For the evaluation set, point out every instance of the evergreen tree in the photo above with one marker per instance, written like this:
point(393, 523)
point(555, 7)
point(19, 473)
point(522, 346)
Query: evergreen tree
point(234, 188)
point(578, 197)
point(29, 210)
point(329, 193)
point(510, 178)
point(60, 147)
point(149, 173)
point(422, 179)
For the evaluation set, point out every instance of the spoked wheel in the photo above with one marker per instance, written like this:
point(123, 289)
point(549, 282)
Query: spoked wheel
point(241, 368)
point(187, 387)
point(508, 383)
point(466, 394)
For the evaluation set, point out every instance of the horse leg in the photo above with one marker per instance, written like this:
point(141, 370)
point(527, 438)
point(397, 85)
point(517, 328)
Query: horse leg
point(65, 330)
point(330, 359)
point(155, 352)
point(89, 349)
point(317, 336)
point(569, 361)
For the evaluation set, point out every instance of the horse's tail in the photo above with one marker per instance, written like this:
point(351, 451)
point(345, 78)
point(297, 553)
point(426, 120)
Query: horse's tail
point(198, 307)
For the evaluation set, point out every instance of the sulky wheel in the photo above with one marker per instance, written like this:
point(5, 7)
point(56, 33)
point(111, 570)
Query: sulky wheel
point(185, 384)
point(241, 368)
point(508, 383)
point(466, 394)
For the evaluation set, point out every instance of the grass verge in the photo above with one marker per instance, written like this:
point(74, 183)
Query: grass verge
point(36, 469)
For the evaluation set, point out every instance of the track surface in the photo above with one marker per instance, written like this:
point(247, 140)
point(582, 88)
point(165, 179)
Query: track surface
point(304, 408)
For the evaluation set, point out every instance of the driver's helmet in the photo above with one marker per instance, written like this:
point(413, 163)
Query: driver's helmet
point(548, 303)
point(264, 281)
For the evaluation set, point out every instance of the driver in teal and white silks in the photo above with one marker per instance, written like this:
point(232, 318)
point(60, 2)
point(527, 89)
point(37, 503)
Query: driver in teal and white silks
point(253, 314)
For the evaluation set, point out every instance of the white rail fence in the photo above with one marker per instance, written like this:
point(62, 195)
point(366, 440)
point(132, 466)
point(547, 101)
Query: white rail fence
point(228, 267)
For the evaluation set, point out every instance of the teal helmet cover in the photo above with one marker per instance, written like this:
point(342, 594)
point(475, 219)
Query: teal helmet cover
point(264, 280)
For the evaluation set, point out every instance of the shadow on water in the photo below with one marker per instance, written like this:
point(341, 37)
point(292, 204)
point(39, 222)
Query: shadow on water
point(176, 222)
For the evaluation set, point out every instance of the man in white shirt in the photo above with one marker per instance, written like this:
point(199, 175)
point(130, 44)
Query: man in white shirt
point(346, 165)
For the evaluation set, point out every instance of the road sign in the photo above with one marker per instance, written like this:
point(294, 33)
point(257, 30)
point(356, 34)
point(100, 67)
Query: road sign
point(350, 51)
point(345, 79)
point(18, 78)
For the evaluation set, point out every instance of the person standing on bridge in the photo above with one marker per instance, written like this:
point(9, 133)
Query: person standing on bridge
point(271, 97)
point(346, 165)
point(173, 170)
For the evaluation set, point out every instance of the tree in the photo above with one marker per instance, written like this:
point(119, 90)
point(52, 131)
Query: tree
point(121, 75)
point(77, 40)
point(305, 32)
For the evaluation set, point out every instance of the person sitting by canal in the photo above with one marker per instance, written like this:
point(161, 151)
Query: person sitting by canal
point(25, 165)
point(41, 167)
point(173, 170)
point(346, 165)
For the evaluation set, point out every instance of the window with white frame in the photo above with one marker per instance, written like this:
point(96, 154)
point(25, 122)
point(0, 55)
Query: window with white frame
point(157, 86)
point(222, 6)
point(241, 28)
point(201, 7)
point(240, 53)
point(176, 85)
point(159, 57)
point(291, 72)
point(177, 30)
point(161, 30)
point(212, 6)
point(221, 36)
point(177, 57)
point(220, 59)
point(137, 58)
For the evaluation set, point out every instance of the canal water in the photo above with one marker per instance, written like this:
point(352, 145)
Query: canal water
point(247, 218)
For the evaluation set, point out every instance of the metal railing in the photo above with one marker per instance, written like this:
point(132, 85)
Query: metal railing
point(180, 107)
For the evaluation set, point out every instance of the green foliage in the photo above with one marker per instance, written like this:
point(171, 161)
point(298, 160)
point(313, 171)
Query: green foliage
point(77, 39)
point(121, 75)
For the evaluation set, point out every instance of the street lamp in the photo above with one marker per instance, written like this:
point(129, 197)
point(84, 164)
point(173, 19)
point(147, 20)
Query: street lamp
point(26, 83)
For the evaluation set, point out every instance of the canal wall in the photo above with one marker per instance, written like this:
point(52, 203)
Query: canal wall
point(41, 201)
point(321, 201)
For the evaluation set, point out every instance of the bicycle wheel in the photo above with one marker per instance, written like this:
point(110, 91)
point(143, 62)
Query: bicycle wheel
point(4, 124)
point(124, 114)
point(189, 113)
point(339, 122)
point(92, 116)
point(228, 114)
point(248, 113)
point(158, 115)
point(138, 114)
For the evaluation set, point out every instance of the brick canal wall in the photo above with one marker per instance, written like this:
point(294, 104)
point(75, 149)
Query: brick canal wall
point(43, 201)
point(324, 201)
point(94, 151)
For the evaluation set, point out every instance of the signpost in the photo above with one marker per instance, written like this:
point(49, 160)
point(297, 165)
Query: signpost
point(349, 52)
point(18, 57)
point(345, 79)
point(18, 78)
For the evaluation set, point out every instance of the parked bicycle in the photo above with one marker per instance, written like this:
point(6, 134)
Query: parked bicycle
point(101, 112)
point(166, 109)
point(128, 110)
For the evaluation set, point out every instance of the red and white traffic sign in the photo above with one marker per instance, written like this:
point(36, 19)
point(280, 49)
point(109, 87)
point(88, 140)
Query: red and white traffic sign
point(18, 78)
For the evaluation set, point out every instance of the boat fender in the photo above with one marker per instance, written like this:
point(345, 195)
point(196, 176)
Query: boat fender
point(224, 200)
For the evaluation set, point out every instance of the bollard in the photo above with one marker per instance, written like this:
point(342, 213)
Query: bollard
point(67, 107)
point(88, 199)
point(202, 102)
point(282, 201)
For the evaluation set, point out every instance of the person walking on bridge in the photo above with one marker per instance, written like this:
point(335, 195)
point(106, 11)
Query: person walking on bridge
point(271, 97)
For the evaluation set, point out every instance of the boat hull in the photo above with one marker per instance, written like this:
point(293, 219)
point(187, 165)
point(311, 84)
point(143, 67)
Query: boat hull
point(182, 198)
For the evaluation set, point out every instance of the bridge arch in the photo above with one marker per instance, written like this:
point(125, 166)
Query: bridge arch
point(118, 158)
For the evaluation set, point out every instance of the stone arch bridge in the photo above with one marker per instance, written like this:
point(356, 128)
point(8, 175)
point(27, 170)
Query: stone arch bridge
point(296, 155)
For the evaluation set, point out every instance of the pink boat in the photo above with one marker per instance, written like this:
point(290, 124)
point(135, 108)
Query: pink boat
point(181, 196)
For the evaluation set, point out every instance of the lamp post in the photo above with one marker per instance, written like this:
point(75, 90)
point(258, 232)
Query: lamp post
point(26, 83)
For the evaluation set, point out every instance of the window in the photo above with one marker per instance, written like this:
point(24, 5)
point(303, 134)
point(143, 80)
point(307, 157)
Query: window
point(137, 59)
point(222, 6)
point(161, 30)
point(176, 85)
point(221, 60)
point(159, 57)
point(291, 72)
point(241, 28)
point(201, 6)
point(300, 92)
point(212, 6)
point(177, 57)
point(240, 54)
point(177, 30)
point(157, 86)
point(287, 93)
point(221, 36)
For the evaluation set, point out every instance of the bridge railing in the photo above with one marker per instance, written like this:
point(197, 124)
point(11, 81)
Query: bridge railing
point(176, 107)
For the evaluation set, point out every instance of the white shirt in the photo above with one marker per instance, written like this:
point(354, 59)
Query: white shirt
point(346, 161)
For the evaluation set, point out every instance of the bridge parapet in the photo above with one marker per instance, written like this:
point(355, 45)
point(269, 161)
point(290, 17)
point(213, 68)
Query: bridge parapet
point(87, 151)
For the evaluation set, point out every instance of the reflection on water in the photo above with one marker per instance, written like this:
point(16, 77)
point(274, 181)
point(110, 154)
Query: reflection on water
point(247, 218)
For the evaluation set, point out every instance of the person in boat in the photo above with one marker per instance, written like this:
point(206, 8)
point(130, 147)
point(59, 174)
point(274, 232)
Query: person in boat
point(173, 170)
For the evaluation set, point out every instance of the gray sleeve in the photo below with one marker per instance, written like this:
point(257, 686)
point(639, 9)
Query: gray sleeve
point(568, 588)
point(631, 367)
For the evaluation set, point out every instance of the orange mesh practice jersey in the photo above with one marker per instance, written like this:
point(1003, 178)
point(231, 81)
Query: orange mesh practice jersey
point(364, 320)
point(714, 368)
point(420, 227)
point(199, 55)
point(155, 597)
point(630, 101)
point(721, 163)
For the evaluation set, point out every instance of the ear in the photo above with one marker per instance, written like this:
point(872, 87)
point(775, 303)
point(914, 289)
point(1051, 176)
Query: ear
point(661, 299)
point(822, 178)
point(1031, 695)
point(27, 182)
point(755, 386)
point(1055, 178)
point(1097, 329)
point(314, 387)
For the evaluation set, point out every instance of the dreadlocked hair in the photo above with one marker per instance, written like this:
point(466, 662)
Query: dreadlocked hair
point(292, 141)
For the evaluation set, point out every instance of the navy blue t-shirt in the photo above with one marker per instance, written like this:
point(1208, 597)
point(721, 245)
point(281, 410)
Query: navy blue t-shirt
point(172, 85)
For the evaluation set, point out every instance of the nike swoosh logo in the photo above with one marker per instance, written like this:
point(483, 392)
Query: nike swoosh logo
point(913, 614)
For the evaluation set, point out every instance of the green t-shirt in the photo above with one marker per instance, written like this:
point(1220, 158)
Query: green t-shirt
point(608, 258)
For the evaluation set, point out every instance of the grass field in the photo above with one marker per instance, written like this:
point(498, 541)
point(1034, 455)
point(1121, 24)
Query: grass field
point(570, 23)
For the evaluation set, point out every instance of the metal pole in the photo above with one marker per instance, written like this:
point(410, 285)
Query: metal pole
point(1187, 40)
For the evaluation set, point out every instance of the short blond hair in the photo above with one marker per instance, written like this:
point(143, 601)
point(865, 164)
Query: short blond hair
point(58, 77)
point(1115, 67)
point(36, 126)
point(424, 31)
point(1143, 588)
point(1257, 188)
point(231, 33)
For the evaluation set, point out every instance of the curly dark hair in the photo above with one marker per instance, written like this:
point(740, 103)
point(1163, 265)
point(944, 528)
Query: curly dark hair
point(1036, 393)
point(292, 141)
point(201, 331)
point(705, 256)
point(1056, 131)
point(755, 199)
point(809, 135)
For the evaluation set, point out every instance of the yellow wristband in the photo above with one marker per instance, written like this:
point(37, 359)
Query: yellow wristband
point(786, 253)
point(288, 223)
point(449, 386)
+===+
◆ Task statement
Please rewrite the items from the line with "For the evaluation set, point out every instance of the parked" up to and including the line with "point(224, 200)", replacing "boat fender" with "dock fender" and leaving everything else unchanged.

◆ Final result
For the evaluation set, point out every instance of the parked bicycle in the photo above with one marker per instance, written like this:
point(6, 134)
Query: parked bicycle
point(101, 112)
point(166, 109)
point(128, 110)
For the evaluation set, point out every instance of the red and white traffic sign in the photo above with one marker per instance, written like this:
point(36, 19)
point(280, 49)
point(109, 87)
point(88, 140)
Query: red and white traffic sign
point(18, 78)
For the evaluation set, point out every instance of the dock fender in the photo above with one marker per instance, written like this:
point(345, 195)
point(196, 176)
Query: dock fender
point(224, 200)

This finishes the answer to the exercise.